Your task is to repeat the lines below exactly, excluding any pictures they contain.

▶ _Image point grounding data_:
# # # # #
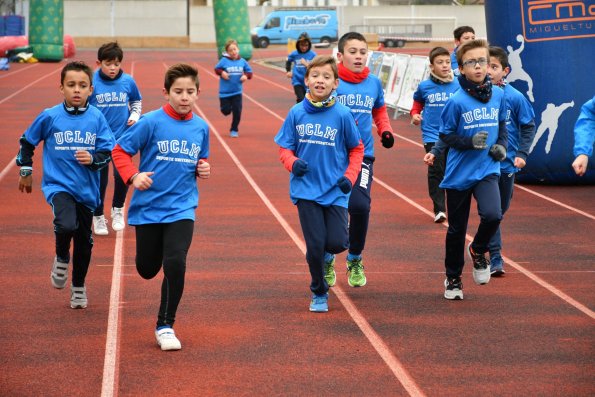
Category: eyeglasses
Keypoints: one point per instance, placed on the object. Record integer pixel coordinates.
(473, 62)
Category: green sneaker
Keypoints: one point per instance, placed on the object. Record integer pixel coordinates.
(329, 272)
(355, 272)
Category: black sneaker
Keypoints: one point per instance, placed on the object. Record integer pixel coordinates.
(453, 288)
(481, 266)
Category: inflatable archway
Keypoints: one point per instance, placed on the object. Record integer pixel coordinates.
(46, 29)
(232, 22)
(548, 48)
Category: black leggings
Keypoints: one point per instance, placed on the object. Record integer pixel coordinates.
(165, 244)
(72, 222)
(232, 104)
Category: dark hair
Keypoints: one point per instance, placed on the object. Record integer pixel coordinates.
(461, 30)
(303, 38)
(350, 36)
(436, 51)
(78, 66)
(500, 55)
(110, 52)
(230, 42)
(471, 45)
(177, 71)
(322, 60)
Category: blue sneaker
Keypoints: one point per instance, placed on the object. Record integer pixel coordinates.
(319, 303)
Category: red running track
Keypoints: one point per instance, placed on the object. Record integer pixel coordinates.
(244, 321)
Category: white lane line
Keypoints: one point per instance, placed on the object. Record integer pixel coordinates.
(375, 340)
(532, 276)
(111, 358)
(112, 353)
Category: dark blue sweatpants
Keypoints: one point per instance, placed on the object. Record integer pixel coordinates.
(458, 204)
(325, 230)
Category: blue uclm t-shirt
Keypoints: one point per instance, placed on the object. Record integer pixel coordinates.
(112, 98)
(63, 134)
(171, 149)
(361, 98)
(434, 96)
(465, 116)
(323, 139)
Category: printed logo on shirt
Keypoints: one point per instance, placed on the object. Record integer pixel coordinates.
(176, 147)
(481, 114)
(111, 99)
(318, 130)
(65, 138)
(357, 100)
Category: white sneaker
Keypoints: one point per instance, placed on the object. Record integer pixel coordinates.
(78, 297)
(166, 338)
(118, 219)
(440, 217)
(100, 225)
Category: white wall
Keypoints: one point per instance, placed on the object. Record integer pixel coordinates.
(167, 18)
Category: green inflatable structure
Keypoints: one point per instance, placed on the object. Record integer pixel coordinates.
(46, 29)
(232, 22)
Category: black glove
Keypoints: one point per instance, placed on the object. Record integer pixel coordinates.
(299, 168)
(479, 140)
(388, 140)
(344, 184)
(498, 152)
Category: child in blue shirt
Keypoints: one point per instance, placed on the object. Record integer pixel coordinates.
(474, 128)
(174, 145)
(114, 93)
(362, 92)
(520, 124)
(462, 34)
(77, 143)
(300, 58)
(233, 70)
(321, 146)
(584, 137)
(430, 97)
# # # # #
▶ _WRITTEN RESPONSE_:
Category: eyeglasses
Keypoints: one point per instance, placed on the object. Record integer pixel coordinates.
(473, 62)
Category: green sneaker
Keypoints: one point per instance, placed on the object. Record integer pixel coordinates.
(329, 272)
(355, 272)
Category: black sneaker
Keypoints: one point per instance, placed on the object. Record integer pixel coordinates.
(453, 288)
(481, 266)
Category: inflatable archway
Keypoints: one point per instance, placed on the object. Record integer pixel coordinates.
(46, 29)
(232, 22)
(548, 48)
Category: black leggings
Keypoints: one point per instance, placed on the object. Record integer pixel coordinates.
(165, 244)
(72, 222)
(232, 104)
Category: dark hair
Keypoints: one point per instance, placed on the object. Record integer pixel coordinates.
(461, 30)
(303, 38)
(350, 36)
(436, 51)
(78, 66)
(500, 55)
(110, 52)
(230, 42)
(471, 45)
(177, 71)
(322, 60)
Category: blue sneaker
Keypoints: one point per instance, placed on the object. Record integer pixel coordinates.
(319, 303)
Category: red running track
Keypoints: one point per instance, placed on the object. Record integer pixel coordinates.
(244, 321)
Category: white lane line
Keypoints: one point per instance, placed on the object. Record integer pixel coordinates.
(375, 340)
(532, 276)
(111, 358)
(112, 353)
Category: dark blue sweatpants
Keypoints: one point per instance, placed on the object. Record integer pixel coordinates.
(458, 204)
(325, 230)
Category: blue uclm t-shirt
Keypoints: one point per instance, placed on the object. Record integer pixel coordinates.
(112, 98)
(63, 134)
(171, 149)
(361, 98)
(434, 96)
(465, 116)
(323, 139)
Category: printed logo on shirt
Keypoints: one point per instance, placed on the object. Record integer pixel coordinates.
(176, 147)
(481, 114)
(111, 99)
(318, 130)
(65, 138)
(357, 100)
Category: white sneaker
Keypoints: one point per instance, placed on the object. Record integer pixel coordinates.
(78, 297)
(166, 338)
(118, 219)
(440, 217)
(100, 225)
Category: white wall
Keypoints: one point per instance, placed on the object. Record integer pixel coordinates.
(167, 18)
Category: green inflatable structure
Keypoints: one point per instance, placed on the object. Record integer pixel coordinates.
(46, 29)
(232, 22)
Category: black glove
Keypoints: one point per instance, placed on the object. Record integer pixel coordinates.
(299, 168)
(479, 140)
(388, 140)
(344, 184)
(498, 152)
Category: child in blue shirt
Keypoints: one point per instance, placed on the object. Record integer pixel coordinates.
(474, 128)
(174, 145)
(114, 93)
(362, 92)
(520, 124)
(462, 34)
(77, 143)
(300, 58)
(233, 70)
(321, 146)
(584, 137)
(430, 97)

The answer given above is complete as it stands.